■ **What the exercise asks**
Give the count of lines in the records that contain the string "beach", and write nothing but that number.

■ **Data extracts**

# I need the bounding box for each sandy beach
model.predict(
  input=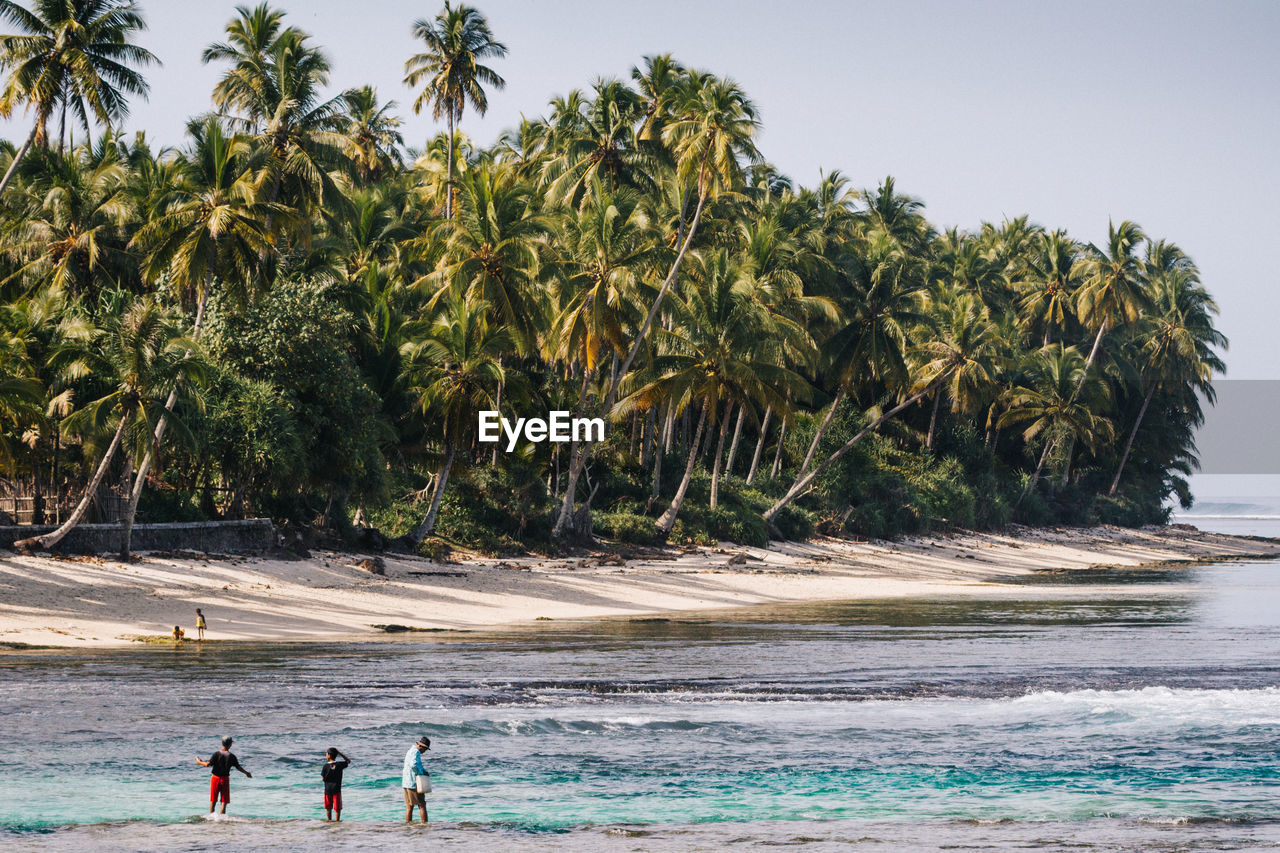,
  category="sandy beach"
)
[0,525,1276,649]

■ **Worked solution**
2